> **ZU ERLEDIGEN**:
Gib aus dem Text über die Korruptionsvorwürfe gegen Netanjahu die Passage wortgetreu aus, beginnend bei „Tel Aviv Israels“ und fortlaufend bis einschließlich „Gefängnis bringen könnte.“.

> **AUSZUG AUS QUELLE**:
:::

Tel Aviv Israels Premier Benjamin Netanjahu muss um seine politische Zukunft bangen. Nachdem er während der letzten Monate in mehreren Korruptionsfällen von der Polizei wiederholt verhört worden ist, will jetzt einer seiner engsten Vertrauten als Kronzeuge gegen Netanjahu aussagen: Shlomo Filber, der von Netanjahu zum Generaldirektor des Kommunikationsministeriums ernannt worden war.

Filber hat Netanjahu in den letzten zwei Jahrzehnten begleitet und kennt die Hintergründe des Skandals, der seinen Freund und ehemaligen Chef ins Gefängnis bringen könnte.

Da Netanjahu derzeit in mindestens drei weiteren Korruptionsfällen genannt ist, wird hinter den Kulissen die Frage seiner Nachfolge diskutiert. Dem Land steht eine innenpolitisch unruhige Zeit bevor. Netanjahu hat keinen Stellvertreter – und es ist deshalb völlig offen, wer ins Büro des Premiers einziehen würde, sollte es zum Rücktritt kommen.

Juristen wollten bis vor kurzem zwar nicht ausschließen, dass Netanjahu seinen Kopf aus der Schlinge ziehen kann. Jetzt aber wird es sehr eng für ihn. Kronzeuge Filber hat offenbar Insiderwissen über einen illegalen Deal, den er im Auftrag Netanjahus abgewickelt haben will. Nachdem ihm die Justiz Straffreiheit zugesichert hat, kann man davon ausgehen, dass Filbers Aussagen Netanjahu, der von 2015 bis 2017 auch Kommunikationsminister war, stark belasten.

Die Justiz muss nachweisen, dass es in diesem Fall einen direkten Zusammenhang zwischen Netanjahu und Filber gibt, bevor sie dem Staatsanwalt eine Anklage gegen Netanjahu empfehlen kann. Filber soll, so der Verdacht, zwischen Netanjahu und einem der größten Medienunternehmer namens Shaul Elovitch vermittelt haben.

:::

> **AUSZUG AUS DATENSATZ**:
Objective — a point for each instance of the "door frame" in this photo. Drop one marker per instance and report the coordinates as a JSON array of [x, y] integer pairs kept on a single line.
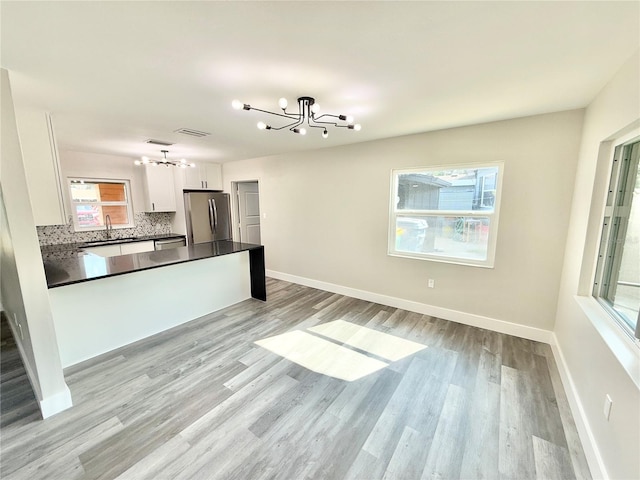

:::

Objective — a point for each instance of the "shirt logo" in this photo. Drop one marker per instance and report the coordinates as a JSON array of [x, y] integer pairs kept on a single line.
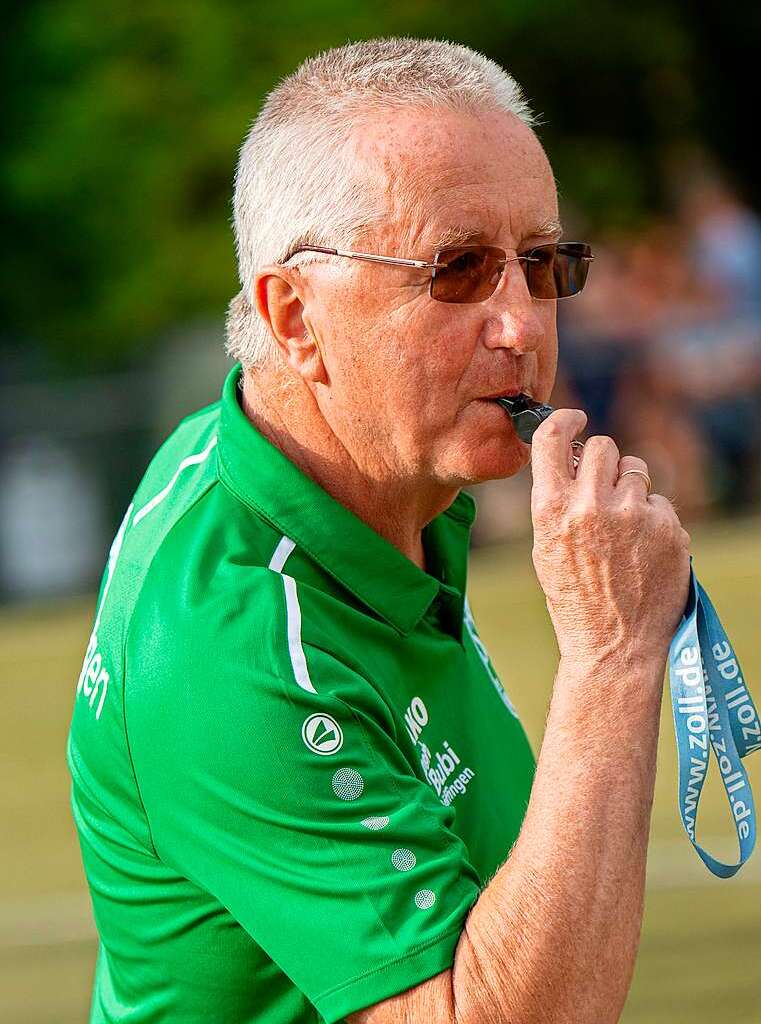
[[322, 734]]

:::

> **RICHTIGE ANTWORT**:
Tel Aviv Israels Premier Benjamin Netanjahu muss um seine politische Zukunft bangen. Nachdem er während der letzten Monate in mehreren Korruptionsfällen von der Polizei wiederholt verhört worden ist, will jetzt einer seiner engsten Vertrauten als Kronzeuge gegen Netanjahu aussagen: Shlomo Filber, der von Netanjahu zum Generaldirektor des Kommunikationsministeriums ernannt worden war.

Filber hat Netanjahu in den letzten zwei Jahrzehnten begleitet und kennt die Hintergründe des Skandals, der seinen Freund und ehemaligen Chef ins Gefängnis bringen könnte.